• Set exercise 1: Check each statement against the forum thread on the region of convergence and answer yes or no, quoting the exact words of the thread that decide it. (a) Nasser says he meant to write |z|>3/4. (b) The diagram is for an ROC of |z|<1/2. (c) H(z) has only one possible ROC.
• Set exercise 2: Carry the forum thread on the region of convergence forward from the point where it stops.

From: Nasser M. Abbasi on 7 Mar 2010 20:37

"Michael Plante" <michael.plante(a)gmail.com> wrote in message
news:5rKdneT6-9aPtwnWnZ2dnUVZ_tCdnZ2d(a)giganews.com...
> Nasser M. Abbasi wrote:
>>So, I get ROC: |z|<1/2 from the first term, and |z|> - 3/4 from the
>
> |z|> - 3/4 is trivial. Did you really mean to write that?
>

no, that does not make sense. I meant |z|>3/4. Why did I write that?

On this problem, which is example 4 below,

"function = z/( (z-1/2)*(z+3/4) )
http://cnx.org/content/m10556/latest/"

I think the problem is that this H(z) can have 2 ROC's, and the diagram
shown above is for an ROC |z|>3/4, but it is also possible to choose ROC
|z|<1/2, and so, the diagram shown is correct, becuase they selected |z|>3/4
and I was only thinking the ROC must be |z|<1/2.

H(z) does not have a unique ROC. So, my mistake, I forgot that. Better not
forget this for the exam.

--Nasser


From: HardySpicer on 8 Mar 2010 17:26
On Mar 8, 2:37 pm, "Nasser M. Abbasi" <n...(a)12000.org> wrote:
> "Michael Plante" <michael.pla...(a)gmail.com> wrote in message
>
> news:5rKdneT6-9aPtwnWnZ2dnUVZ_tCdnZ2d(a)giganews.com...

• Information provided:
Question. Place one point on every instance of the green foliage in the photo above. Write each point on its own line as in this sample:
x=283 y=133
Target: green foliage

• Task output 1:
(a) Yes: "I meant |z|>3/4."
(b) No: "the diagram shown above is for an ROC |z|>3/4"
(c) No: "H(z) does not have a unique ROC."

• Task output 2:
>
> > Nasser M. Abbasi wrote:
> >>So, I get ROC:  |z|<1/2  from the first term, and |z|> - 3/4 from the
>
> > |z|> - 3/4 is trivial.  Did you really mean to write that?
>
> no, that does not make sense. I meant |z|>3/4. Why did I write that?
>
> On this problem, which is example 4 below,
>
> "function = z/(  (z-1/2)*(z+3/4) )http://cnx.org/content/m10556/latest/"
>
> I think the problem is that this H(z) can have 2 ROC's, and the diagram
> shown above is for an ROC  |z|>3/4, but it is also possible to choose ROC
> |z|<1/2, and so, the diagram shown is correct, becuase they selected |z|>3/4
> and I was only thinking the ROC must be |z|<1/2.
>
> H(z) does not have a unique ROC. So, my mistake, I forgot that. Better not
> forget this for the exam.
>
> --Nasser

There is nothing wrong with the web page. The system is stable that
you describe. The poles are within the unit circle!!


Hardy
From: Nasser M. Abbasi on 8 Mar 2010 18:02

"HardySpicer" <gyansorova(a)gmail.com> wrote in message
news:4a70141d-680f-4031-93d3-


"There is nothing wrong with the web page. The system is stable that
you describe. The poles are within the unit circle!!

Hardy"

You seem to be fixated by poles inside a unit circle meaning stability.

Look at x(n)=(1/2)^n u(n), where u(n) is the unit step function. This has
X(z)=1/(1- 1/2 z^-1), with pole at z=1/2
Look at x(n)=(1/2)^n u(-n-1), this has X(z)=1/(1- 2 z), with pole at
z=1/2

Both have a pole inside the unit circle, so are you saying they are both
stable systems?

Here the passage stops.